DATA EXTRACTS.
◇ ◇ ◇ ◇ ◇ ◇ ◇

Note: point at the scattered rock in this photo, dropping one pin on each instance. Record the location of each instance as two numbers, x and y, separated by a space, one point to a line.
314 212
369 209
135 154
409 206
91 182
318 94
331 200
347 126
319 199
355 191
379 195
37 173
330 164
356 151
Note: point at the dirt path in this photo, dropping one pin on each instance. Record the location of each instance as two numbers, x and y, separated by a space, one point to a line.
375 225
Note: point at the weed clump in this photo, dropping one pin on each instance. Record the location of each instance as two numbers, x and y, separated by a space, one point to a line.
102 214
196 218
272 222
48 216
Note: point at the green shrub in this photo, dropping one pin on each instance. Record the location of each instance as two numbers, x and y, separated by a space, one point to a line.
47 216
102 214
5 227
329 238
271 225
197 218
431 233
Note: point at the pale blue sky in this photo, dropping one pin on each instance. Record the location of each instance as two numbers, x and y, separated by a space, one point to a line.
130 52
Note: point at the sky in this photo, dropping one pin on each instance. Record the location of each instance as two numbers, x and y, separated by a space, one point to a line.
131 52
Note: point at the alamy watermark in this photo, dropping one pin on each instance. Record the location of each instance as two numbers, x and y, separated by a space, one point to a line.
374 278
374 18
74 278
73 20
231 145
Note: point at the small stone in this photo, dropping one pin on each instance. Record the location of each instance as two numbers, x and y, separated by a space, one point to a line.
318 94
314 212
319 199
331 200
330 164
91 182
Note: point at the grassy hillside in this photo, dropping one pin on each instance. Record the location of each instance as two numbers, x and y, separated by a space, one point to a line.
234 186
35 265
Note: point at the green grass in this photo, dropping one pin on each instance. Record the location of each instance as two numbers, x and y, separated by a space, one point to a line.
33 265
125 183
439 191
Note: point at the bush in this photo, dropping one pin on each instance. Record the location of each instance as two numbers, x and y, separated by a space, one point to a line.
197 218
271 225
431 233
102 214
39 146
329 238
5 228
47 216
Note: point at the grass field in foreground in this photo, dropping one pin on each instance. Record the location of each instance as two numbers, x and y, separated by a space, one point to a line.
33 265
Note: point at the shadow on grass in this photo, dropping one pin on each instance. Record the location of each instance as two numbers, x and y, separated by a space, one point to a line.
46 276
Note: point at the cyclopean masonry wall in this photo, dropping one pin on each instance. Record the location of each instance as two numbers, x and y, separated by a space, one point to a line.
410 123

◇ ◇ ◇ ◇ ◇ ◇ ◇

EXERCISE DIRECTIONS. Each line of the records should be repeated exactly as it stands.

WRITTEN RESPONSE.
Note: point at the scattered rock in this photo, dropping one pin on each instance. Record the location of each instance as two numbers, x and y, separated by a space, one point to a line.
314 212
369 209
135 154
409 206
91 182
318 94
331 200
347 126
319 199
355 191
379 195
37 173
330 164
356 151
Note: point at the dirt path in this photo, dropping one pin on each instance. Record the location of each instance as two numbers, x and y, separated by a space, one point to a line.
375 225
Note: point at the weed clump in this photo, dropping one pin on each instance. Record the location of each instance as two numbers, x and y, separated by a space, one point to a line.
102 214
196 218
272 222
48 216
Note: point at the green shrub in this photo, dropping one pin on each instance. Record the location of each instance as two numbers, x and y, separated by a space, one point to a line.
47 216
102 214
5 227
329 238
271 225
197 218
431 233
Note: point at the pale blue sky in this photo, dropping one pin on each instance. Record the location of each instance as two numbers, x and y, separated by a space, one point to a line.
130 52
Note: point at the sky in this photo, dropping one pin on each instance. Record the location of each instance as two numbers, x and y, separated by a space, one point to a line.
131 52
Note: point at the alamy watermark in this photo, dropping one pin on each instance. Record the location of each instance as two numbers, x and y, separated by a space, one point to a line.
374 278
374 18
74 278
73 20
231 145
Note: point at the small stone in this photo, dropping one pin on each instance. Record the location of each instance as two numbers, x and y, separated by a space, one point to a line.
318 94
314 212
319 199
331 200
330 164
91 182
Note: point at the grassy hillside in this photo, dropping one pin on each instance. Record the location of each instance as two numbers, x and y, separated by a space, one point to a line.
234 186
35 265
Note: point at the green grass in this photo, dropping one pin on each instance. Record the location of each instance as two numbers, x and y, separated by a space, one point to a line.
33 265
125 183
439 191
Note: point at the bush in this photo, dropping one pin on each instance. Record the location of each instance as two numbers, x and y, separated by a space, one point to a line.
197 218
271 225
431 233
102 214
39 146
329 238
5 228
47 216
Note: point at the grass field in foreground in this photo, dropping one pin on each instance. Record the location of each instance as two numbers, x and y, separated by a space, one point to a line.
33 265
Note: point at the shadow on grass in this photo, dropping one pin on each instance. Record the location of each instance as two numbers, x and y, separated by a space, one point to a line.
46 276
Note: point at the cyclopean masonry wall in this photo, dropping one pin on each instance. Record the location of each instance as two numbers, x and y, separated by a space, one point to a line.
410 123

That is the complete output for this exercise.